→ JOB: Starting with the line containing "Reviewer note: every instance of the spoon bowl" and going on through the end of the data, rewrite those lines in full, changing only the coordinates in the answers. Scale each coordinate by 1.75 and round to a whole number, with halves rounded up.

→ Position annotation records:
┌──

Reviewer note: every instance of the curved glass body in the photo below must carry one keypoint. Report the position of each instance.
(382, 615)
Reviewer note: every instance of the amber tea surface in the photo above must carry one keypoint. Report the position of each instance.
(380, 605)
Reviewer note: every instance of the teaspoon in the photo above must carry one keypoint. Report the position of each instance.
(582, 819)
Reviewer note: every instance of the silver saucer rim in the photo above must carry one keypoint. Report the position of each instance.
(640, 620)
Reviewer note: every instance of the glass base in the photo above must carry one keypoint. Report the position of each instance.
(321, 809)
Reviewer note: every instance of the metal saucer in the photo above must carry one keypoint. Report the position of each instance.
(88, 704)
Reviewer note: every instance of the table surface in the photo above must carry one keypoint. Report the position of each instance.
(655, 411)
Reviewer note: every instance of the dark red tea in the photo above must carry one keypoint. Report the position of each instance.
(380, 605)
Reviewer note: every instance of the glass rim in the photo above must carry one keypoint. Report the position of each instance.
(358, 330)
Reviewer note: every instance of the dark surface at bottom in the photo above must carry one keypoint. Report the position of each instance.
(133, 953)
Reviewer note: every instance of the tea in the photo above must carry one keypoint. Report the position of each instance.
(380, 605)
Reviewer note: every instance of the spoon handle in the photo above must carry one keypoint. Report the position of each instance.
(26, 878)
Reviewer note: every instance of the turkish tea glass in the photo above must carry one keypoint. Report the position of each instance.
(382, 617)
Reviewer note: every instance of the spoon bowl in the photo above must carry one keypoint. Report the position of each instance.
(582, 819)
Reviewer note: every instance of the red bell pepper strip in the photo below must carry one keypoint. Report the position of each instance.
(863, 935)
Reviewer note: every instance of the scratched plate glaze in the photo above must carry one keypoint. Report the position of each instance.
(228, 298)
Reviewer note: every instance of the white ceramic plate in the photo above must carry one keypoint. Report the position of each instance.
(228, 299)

└──

→ THE REPLY:
Reviewer note: every instance of the spoon bowl in the photo above must carry one keypoint. Report the position of each instance.
(1019, 1433)
Reviewer note: every instance of the red bell pepper strip in the photo below must carry one keypoint. Report the position of each instance.
(1510, 1636)
Reviewer note: every instance of the scratched plate glaze in the photo above must carry one keypoint. Report the position of each instance.
(399, 522)
Reviewer note: every instance of the white ceramic plate in the photo above must carry one keypoint. Report the position of each instance.
(399, 523)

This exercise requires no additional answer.